Source passage:
*** Block opens ***

Members of the Sikh community of Vancouver, such as Gurpreet Singh, the founder of the monthly magazine Radical Desi, have called upon the Canadian government to absolve Mewa Singh of criminal charges. A petition for this cause appeared on Change.org following Prime Minister Justin Trudeau's exoneration of six Chilcotin chiefs who were executed by the colonial government of Canada over 150 years ago. Gurpreet Singh, who started the petition, argues that Mewa Singh's murder of W.C. Hopkinson was a political act of aggression that was in response to the wider institutional racism against South Asian immigrants in Canada. Similarly, at the centenary of Mewa Singh's martyrdom, Sahib Singh Thind, the president of the Prof. Mohan Singh Memorial foundation, called for Mewa Singh's name to be disassociated from any criminal connection within the legal system of Canada and the relevant historical literature.

*** Block closes ***

Requirement 1:
List every person named as an individual in the passage about Mewa Singh. Leave out names that occur only inside the name of an organization.
Requirement 2:
According to the passage about Mewa Singh, what event did the Change.org petition follow?

Given entries:

*** Block opens ***

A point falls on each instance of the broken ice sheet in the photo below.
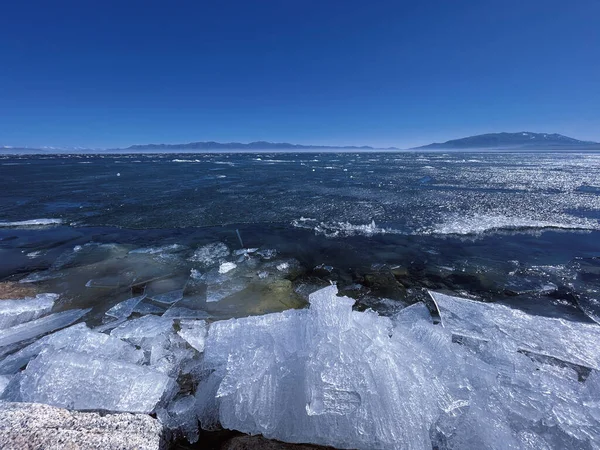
(77, 338)
(194, 332)
(40, 326)
(14, 312)
(136, 330)
(84, 382)
(210, 254)
(334, 374)
(125, 308)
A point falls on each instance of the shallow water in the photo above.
(494, 226)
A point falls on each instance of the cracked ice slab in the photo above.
(84, 382)
(40, 326)
(15, 312)
(78, 338)
(326, 375)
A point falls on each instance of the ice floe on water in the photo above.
(14, 312)
(481, 223)
(481, 376)
(33, 223)
(341, 229)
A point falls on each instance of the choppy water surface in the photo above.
(489, 225)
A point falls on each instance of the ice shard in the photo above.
(40, 326)
(15, 312)
(125, 308)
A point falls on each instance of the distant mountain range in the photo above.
(525, 140)
(258, 145)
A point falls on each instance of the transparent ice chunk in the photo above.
(40, 326)
(81, 381)
(125, 308)
(14, 312)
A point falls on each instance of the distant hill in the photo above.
(522, 140)
(259, 145)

*** Block closes ***

Your response 1:
Gurpreet Singh
Mewa Singh
Justin Trudeau
W.C. Hopkinson
Sahib Singh Thind

Your response 2:
It followed Prime Minister Justin Trudeau's exoneration of six Chilcotin chiefs whom Canada's colonial government executed over 150 years ago.